Exercise = Give an exact copy of the data that follows, but none of its pictures.

Record excerpts =
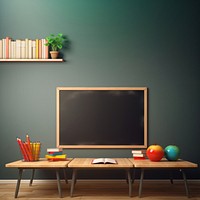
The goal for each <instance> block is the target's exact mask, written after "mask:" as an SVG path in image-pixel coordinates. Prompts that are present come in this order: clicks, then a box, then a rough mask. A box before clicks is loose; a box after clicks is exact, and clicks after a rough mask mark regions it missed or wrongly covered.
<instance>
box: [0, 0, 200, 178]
mask: <svg viewBox="0 0 200 200" xmlns="http://www.w3.org/2000/svg"><path fill="white" fill-rule="evenodd" d="M199 27H200V1H198V0H176V1H174V0H34V1H31V0H18V1H12V0H1V1H0V38H4V37H6V36H10V37H12V38H13V39H20V38H21V39H23V38H32V39H35V38H44V37H45V36H47V35H49V34H50V33H58V32H62V33H64V34H66V35H68V37H69V38H70V40H71V48H70V49H69V50H63V51H62V53H63V54H64V59H65V60H66V62H64V63H26V62H24V63H23V62H22V63H0V133H1V139H0V147H1V150H0V158H1V159H0V165H1V166H0V167H1V169H0V179H13V178H16V177H17V176H16V170H15V169H6V168H5V167H4V165H5V163H7V162H11V161H14V160H17V159H20V152H19V148H18V146H17V142H16V137H21V138H25V135H26V133H29V135H30V137H31V139H32V140H36V141H41V142H42V152H41V156H44V155H45V153H46V148H48V147H53V146H55V128H56V126H55V119H56V117H55V110H56V107H55V104H56V101H55V91H56V87H57V86H133V87H137V86H146V87H148V89H149V90H148V91H149V121H148V124H149V129H148V141H149V144H153V143H157V144H161V145H162V146H163V147H165V146H166V145H168V144H176V145H178V146H179V147H180V149H181V158H183V159H185V160H190V161H193V162H197V163H198V164H200V160H199V158H200V157H199V152H200V145H199V141H200V131H199V130H200V125H199V124H200V123H199V111H200V106H199V105H200V104H199V102H200V101H199V99H200V92H199V86H200V78H199V75H200V57H199V52H200V28H199ZM65 152H66V153H67V154H68V156H69V157H100V156H103V157H130V156H131V150H92V151H91V150H65ZM40 173H41V175H42V176H40V177H42V178H43V177H50V174H48V173H47V172H40ZM28 176H29V175H27V177H28ZM188 176H189V177H190V178H200V170H199V169H198V170H191V171H189V175H188Z"/></svg>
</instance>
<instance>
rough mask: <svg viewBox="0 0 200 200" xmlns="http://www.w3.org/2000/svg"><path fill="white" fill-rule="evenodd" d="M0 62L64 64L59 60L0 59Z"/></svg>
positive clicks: (34, 59)
mask: <svg viewBox="0 0 200 200" xmlns="http://www.w3.org/2000/svg"><path fill="white" fill-rule="evenodd" d="M0 62H64V60H63V59H62V58H61V59H0Z"/></svg>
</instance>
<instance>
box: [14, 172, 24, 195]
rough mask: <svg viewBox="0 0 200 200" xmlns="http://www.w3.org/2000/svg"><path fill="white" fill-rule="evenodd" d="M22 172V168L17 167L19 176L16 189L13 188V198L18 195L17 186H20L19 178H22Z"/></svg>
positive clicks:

Expected answer =
The goal for each <instance> block is the target's exact mask, written after "mask:" as an SVG path in image-pixel coordinates. Prompts that are present come in this order: clicks, then a box, then a rough mask. A box before clicks is loose; a box after clicks is exact, and clicks after a rough mask mark regions it missed or wrongly covered.
<instance>
box: [0, 0, 200, 178]
mask: <svg viewBox="0 0 200 200" xmlns="http://www.w3.org/2000/svg"><path fill="white" fill-rule="evenodd" d="M199 27H200V1H198V0H176V1H174V0H34V1H31V0H18V1H12V0H1V1H0V38H4V37H6V36H10V37H12V38H13V39H20V38H21V39H23V38H32V39H35V38H44V37H45V36H47V35H49V34H50V33H58V32H62V33H64V34H66V35H68V37H69V38H70V40H71V48H70V49H69V50H63V51H62V53H63V54H64V59H65V60H66V62H64V63H26V62H24V63H23V62H22V63H0V133H1V139H0V147H1V150H0V158H1V159H0V165H1V166H0V167H1V169H0V179H13V178H16V177H17V176H16V170H15V169H6V168H5V167H4V165H5V163H7V162H11V161H14V160H17V159H20V152H19V148H18V146H17V142H16V137H21V138H25V135H26V133H29V135H30V137H31V139H32V140H36V141H41V142H42V152H41V156H44V155H45V153H46V148H48V147H53V146H55V128H56V126H55V119H56V117H55V110H56V107H55V104H56V101H55V91H56V87H57V86H133V87H137V86H146V87H148V89H149V90H148V91H149V121H148V124H149V129H148V141H149V144H153V143H157V144H161V145H162V146H163V147H165V146H166V145H168V144H176V145H178V146H179V147H180V149H181V158H183V159H185V160H190V161H193V162H197V163H198V164H200V160H199V158H200V157H199V152H200V145H199V141H200V131H199V130H200V125H199V124H200V123H199V111H200V106H199V105H200V104H199V102H200V101H199V99H200V92H199V86H200V78H199V75H200V57H199V52H200V28H199ZM65 152H66V153H67V154H68V156H69V157H100V156H103V157H130V156H131V150H92V151H91V150H65ZM40 173H41V175H42V176H40V177H42V178H43V177H50V174H48V173H47V172H40ZM28 176H29V175H27V177H28ZM188 176H189V177H190V178H200V170H199V169H198V170H191V171H189V175H188Z"/></svg>
</instance>
<instance>
rough mask: <svg viewBox="0 0 200 200" xmlns="http://www.w3.org/2000/svg"><path fill="white" fill-rule="evenodd" d="M0 62L64 64L59 60L0 59Z"/></svg>
positive clicks: (34, 59)
mask: <svg viewBox="0 0 200 200" xmlns="http://www.w3.org/2000/svg"><path fill="white" fill-rule="evenodd" d="M0 62H64V60H63V59H62V58H61V59H0Z"/></svg>
</instance>
<instance>
box: [14, 172, 24, 195]
rough mask: <svg viewBox="0 0 200 200" xmlns="http://www.w3.org/2000/svg"><path fill="white" fill-rule="evenodd" d="M22 172V168L17 167L19 176L16 189L13 188V198L18 195L17 186H20L19 178H22Z"/></svg>
positive clicks:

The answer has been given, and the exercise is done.